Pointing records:
::::

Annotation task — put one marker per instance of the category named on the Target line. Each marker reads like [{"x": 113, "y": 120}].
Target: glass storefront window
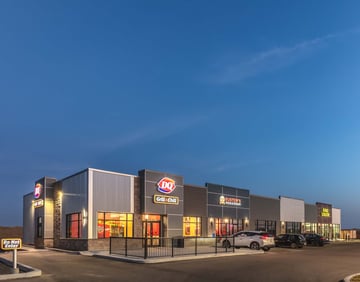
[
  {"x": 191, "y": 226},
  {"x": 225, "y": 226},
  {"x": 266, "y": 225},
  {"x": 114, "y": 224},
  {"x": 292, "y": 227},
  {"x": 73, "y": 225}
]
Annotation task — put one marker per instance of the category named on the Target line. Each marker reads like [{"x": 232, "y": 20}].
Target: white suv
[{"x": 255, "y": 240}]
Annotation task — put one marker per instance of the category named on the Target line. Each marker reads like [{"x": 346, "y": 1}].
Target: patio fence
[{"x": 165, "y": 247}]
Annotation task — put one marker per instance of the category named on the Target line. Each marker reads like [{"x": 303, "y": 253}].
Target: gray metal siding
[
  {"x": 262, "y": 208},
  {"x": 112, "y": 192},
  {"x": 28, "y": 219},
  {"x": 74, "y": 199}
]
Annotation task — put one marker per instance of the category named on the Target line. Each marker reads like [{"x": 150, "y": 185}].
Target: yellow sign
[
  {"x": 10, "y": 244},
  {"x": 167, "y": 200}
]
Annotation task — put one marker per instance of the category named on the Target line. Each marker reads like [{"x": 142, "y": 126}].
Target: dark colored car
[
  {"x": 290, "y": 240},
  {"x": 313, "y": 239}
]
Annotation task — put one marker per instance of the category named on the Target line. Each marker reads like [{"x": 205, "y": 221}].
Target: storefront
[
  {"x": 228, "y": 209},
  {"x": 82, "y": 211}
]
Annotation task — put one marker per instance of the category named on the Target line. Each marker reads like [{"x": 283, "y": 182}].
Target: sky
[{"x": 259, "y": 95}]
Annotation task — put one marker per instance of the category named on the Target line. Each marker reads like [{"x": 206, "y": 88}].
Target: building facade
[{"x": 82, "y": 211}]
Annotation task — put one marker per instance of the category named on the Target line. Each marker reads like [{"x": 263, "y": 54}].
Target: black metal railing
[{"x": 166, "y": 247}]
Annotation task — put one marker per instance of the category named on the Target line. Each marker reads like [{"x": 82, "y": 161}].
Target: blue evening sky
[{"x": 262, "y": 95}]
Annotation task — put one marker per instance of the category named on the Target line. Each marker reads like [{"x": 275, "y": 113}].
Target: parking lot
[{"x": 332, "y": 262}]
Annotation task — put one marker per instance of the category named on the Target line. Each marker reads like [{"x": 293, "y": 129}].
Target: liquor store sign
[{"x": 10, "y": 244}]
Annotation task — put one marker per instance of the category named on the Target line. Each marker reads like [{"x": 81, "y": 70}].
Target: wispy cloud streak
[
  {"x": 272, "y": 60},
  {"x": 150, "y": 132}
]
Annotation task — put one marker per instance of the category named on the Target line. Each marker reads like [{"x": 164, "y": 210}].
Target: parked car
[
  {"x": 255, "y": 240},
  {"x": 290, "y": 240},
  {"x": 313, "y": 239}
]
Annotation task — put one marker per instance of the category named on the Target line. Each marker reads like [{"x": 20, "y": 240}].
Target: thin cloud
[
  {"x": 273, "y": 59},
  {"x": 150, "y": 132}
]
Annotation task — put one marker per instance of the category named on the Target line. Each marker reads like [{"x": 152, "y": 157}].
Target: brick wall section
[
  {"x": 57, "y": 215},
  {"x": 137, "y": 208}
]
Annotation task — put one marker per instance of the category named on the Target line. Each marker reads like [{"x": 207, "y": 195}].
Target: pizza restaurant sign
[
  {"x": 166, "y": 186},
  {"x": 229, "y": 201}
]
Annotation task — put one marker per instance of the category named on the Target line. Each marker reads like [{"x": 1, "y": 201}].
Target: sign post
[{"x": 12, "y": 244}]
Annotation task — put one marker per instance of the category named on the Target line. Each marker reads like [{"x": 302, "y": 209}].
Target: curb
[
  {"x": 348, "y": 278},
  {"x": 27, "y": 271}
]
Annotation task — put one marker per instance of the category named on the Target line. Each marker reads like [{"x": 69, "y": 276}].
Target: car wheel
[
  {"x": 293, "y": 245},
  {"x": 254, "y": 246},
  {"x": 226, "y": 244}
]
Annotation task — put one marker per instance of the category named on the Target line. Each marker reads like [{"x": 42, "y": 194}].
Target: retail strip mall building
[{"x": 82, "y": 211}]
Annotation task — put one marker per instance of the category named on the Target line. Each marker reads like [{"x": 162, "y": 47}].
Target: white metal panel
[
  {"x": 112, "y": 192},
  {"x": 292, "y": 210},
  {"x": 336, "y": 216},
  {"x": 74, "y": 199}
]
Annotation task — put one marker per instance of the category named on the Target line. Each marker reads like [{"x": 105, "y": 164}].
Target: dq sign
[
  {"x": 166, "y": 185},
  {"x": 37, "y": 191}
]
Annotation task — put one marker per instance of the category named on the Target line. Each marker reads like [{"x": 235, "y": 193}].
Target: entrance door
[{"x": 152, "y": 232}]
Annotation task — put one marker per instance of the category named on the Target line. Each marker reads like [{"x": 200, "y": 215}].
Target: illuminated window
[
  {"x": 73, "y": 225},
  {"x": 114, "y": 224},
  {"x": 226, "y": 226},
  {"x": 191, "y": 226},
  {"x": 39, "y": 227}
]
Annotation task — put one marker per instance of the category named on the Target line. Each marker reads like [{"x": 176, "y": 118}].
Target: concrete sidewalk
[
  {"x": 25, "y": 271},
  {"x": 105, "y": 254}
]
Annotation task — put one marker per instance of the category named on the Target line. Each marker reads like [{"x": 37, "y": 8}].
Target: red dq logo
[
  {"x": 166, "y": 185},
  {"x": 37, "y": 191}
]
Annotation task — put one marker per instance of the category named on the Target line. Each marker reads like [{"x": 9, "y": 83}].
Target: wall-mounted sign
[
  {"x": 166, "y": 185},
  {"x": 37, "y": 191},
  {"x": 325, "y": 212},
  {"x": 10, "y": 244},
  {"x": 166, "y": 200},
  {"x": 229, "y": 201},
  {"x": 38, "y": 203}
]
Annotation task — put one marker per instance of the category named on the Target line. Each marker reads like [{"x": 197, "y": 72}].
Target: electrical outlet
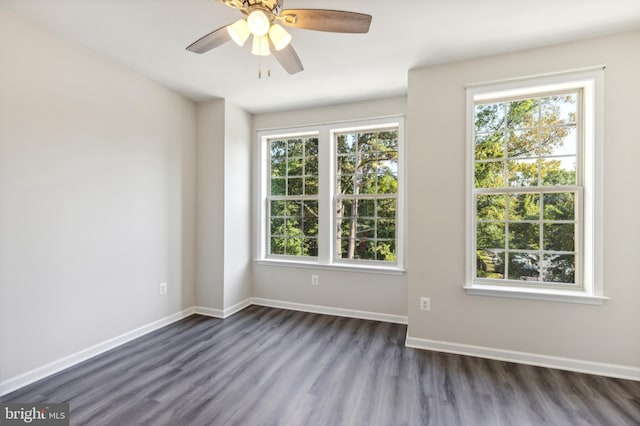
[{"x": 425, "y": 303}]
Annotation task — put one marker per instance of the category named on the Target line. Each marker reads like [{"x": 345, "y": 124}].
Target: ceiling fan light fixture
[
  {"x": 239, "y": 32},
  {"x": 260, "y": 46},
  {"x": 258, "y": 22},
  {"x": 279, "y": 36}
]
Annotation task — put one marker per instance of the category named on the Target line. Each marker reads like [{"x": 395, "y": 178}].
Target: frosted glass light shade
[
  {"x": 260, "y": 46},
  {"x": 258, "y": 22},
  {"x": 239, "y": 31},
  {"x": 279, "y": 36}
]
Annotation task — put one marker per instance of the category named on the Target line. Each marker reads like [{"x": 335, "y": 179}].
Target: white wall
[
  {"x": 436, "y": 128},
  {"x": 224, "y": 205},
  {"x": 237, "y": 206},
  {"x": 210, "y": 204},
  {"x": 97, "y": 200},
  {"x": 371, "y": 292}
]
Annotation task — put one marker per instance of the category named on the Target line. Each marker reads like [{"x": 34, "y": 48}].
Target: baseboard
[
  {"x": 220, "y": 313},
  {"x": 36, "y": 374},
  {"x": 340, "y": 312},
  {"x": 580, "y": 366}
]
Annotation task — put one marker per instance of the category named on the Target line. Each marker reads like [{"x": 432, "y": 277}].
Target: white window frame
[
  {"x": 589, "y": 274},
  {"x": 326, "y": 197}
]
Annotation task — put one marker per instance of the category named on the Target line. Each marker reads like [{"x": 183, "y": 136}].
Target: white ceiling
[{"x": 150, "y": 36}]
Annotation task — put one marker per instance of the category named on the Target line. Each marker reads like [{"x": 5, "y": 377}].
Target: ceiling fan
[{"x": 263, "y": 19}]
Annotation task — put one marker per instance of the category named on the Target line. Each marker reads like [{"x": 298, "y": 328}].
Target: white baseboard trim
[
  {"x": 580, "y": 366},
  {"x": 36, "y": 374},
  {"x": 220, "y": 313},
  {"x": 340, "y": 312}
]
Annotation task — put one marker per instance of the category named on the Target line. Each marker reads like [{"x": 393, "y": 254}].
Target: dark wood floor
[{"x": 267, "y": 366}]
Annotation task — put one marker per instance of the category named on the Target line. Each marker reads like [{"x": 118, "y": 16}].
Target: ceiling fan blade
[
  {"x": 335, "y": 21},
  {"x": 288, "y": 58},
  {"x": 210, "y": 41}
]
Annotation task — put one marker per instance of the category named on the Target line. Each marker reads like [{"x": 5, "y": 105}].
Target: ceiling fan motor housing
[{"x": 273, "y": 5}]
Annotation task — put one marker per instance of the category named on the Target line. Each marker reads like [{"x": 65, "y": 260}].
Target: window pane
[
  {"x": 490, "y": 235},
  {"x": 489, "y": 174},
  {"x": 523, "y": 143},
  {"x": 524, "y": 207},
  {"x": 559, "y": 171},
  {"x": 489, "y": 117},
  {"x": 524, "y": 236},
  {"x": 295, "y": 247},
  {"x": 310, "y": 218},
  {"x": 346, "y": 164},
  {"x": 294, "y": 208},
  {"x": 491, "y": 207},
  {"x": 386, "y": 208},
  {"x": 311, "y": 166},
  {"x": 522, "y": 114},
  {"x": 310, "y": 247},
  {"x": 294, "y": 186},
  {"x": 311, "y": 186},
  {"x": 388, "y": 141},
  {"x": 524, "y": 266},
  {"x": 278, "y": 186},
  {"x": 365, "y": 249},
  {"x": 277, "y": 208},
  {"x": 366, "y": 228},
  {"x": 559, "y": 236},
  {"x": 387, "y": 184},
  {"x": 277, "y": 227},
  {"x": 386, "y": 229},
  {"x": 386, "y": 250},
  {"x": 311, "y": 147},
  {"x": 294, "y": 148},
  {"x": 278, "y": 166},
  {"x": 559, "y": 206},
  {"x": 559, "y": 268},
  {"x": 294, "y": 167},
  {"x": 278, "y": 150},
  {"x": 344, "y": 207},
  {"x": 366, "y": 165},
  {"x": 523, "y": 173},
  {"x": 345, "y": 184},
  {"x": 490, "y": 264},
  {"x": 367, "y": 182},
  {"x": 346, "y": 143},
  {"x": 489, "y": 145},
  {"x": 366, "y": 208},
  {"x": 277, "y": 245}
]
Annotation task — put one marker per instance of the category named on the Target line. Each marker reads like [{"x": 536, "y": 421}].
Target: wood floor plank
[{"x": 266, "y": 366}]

::::

_Set task_
Extract every line from the entries that contains the string "glass".

_Response to this task_
Target: glass storefront window
Target: frosted glass light shade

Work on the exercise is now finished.